-- Entries start --

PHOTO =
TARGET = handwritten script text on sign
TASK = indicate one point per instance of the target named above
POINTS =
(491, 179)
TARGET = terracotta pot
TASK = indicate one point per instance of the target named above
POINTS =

-- Entries end --

Rewrite the data above, replacing "indicate" with "mark" wherever it occurs and leaving everything else unchanged.

PHOTO =
TARGET = handwritten script text on sign
TASK = mark one point per instance of the target named above
POINTS =
(491, 179)
TARGET = terracotta pot
TASK = mark one point per instance of the target named above
POINTS =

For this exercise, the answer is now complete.